(Location identification entries)
** begin **

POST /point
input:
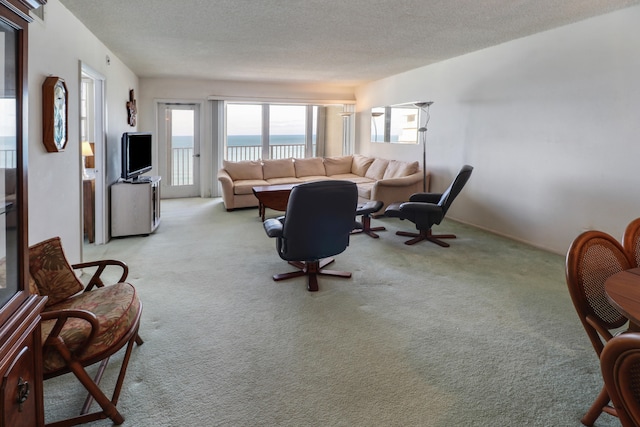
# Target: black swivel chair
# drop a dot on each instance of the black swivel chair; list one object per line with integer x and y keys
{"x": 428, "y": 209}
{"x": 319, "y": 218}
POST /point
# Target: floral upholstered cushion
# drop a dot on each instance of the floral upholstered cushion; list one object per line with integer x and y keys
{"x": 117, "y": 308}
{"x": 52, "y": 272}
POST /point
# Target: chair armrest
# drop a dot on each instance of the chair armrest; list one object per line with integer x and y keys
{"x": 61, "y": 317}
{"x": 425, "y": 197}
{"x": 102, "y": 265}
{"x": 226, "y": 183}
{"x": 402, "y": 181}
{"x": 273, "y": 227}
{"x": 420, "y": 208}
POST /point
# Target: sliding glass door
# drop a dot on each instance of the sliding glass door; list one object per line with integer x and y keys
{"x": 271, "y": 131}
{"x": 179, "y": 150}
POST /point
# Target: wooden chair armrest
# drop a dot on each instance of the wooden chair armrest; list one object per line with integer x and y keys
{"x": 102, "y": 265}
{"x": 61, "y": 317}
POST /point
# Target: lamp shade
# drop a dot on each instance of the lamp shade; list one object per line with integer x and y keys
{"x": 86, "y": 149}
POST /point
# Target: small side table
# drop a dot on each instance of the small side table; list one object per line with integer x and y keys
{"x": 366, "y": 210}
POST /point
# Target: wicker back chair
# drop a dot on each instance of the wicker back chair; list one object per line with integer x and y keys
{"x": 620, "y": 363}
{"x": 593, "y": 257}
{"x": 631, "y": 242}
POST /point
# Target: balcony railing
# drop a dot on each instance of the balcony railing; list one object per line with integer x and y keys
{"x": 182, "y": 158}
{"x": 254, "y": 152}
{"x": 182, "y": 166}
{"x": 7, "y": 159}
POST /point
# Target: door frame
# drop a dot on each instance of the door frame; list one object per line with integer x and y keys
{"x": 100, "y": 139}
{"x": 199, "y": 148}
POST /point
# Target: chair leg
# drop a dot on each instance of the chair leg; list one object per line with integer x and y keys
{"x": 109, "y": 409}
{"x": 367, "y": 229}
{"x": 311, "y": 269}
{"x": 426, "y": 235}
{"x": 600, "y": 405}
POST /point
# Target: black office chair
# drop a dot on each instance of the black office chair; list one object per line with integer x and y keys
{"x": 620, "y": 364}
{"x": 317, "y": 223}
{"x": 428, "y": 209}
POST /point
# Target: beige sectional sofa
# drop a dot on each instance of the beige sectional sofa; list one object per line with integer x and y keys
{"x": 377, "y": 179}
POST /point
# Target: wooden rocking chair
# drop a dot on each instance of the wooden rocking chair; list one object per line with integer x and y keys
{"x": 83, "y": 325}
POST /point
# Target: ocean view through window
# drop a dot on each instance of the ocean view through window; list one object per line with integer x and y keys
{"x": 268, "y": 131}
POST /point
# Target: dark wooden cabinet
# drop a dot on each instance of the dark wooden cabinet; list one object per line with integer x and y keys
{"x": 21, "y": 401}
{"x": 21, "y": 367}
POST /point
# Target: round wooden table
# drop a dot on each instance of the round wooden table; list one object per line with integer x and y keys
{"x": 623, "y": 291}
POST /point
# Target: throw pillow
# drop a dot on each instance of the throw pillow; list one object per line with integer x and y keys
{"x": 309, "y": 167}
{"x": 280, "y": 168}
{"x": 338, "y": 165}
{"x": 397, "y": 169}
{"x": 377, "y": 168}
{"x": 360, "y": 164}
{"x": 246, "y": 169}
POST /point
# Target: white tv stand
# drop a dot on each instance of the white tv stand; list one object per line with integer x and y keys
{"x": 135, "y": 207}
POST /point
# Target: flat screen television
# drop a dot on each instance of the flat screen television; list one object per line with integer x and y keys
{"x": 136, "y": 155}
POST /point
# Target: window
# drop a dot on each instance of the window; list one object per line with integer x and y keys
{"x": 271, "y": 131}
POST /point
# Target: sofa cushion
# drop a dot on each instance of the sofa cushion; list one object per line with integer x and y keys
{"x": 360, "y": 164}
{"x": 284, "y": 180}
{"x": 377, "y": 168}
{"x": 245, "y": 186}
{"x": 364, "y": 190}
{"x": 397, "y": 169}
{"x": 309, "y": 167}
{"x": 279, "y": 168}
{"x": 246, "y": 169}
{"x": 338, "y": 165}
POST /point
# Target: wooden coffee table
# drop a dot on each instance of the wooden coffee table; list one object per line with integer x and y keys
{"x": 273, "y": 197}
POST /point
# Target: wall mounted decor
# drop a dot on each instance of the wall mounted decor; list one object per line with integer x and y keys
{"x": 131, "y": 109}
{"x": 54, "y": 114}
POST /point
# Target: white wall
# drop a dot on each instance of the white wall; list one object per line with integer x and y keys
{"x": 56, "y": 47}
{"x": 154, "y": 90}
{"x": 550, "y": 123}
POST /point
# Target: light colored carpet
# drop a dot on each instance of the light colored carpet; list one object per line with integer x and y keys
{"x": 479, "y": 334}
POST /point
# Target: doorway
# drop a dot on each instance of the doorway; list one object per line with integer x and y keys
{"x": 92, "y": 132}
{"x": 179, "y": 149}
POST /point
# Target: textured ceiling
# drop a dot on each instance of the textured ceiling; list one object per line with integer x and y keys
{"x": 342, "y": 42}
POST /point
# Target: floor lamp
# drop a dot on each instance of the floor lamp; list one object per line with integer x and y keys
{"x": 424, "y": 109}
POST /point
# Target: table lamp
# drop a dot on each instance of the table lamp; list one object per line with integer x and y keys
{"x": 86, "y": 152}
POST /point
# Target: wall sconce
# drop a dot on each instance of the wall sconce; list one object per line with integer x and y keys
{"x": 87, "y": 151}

** end **
** begin **

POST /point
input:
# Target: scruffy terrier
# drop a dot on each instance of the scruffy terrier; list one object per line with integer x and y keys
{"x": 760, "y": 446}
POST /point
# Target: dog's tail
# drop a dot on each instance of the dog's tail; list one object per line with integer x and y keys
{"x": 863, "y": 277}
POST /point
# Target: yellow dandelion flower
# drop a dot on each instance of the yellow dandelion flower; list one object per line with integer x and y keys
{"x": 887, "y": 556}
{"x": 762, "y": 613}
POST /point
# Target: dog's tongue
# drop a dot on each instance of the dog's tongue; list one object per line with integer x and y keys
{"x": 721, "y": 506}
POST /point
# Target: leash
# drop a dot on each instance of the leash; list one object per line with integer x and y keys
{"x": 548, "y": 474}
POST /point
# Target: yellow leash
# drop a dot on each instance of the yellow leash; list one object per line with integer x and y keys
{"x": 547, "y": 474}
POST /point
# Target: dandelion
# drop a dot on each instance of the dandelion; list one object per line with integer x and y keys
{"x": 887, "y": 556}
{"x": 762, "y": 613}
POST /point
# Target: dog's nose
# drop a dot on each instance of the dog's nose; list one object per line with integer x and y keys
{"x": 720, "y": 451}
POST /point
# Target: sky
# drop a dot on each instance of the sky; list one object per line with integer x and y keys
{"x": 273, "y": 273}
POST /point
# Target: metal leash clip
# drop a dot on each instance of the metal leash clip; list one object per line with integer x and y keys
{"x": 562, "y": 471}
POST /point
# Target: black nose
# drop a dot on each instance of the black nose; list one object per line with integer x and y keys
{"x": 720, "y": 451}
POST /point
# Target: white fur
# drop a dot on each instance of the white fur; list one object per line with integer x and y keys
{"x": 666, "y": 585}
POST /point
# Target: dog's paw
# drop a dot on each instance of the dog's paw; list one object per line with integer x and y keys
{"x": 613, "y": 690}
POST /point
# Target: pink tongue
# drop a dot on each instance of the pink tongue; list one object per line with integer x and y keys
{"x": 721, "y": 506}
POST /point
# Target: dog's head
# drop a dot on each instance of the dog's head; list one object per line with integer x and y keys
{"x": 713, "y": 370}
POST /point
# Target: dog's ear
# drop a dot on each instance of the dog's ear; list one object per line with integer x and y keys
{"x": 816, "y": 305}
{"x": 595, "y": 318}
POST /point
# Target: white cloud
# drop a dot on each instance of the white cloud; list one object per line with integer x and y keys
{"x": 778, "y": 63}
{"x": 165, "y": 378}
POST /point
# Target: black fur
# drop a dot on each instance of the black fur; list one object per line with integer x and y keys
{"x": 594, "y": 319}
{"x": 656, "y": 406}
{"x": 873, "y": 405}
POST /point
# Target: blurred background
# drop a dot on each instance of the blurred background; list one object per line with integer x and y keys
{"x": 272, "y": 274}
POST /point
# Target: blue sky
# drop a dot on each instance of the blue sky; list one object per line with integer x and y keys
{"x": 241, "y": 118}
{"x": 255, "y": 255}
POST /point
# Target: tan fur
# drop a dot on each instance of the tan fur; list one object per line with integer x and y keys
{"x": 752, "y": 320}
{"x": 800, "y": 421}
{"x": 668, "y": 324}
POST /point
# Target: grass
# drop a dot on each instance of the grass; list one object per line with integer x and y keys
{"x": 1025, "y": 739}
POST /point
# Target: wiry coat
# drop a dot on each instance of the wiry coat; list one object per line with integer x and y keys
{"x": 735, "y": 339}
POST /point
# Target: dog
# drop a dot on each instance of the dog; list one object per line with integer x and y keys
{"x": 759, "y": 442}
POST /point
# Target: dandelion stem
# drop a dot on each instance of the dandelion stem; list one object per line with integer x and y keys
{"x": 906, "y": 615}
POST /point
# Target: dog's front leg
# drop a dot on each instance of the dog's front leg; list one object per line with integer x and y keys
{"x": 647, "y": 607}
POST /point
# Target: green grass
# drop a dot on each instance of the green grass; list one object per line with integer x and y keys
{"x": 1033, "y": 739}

** end **

- WHAT IS NEEDED -
Pick out each line of the listing that contains the string "carpet", treating uppercase and lowercase as different, and copy those lines.

- PROBLEM SOLUTION -
# Target: light colored carpet
# drop a dot on each instance of the light colored carpet; list one object per line with integer x and y keys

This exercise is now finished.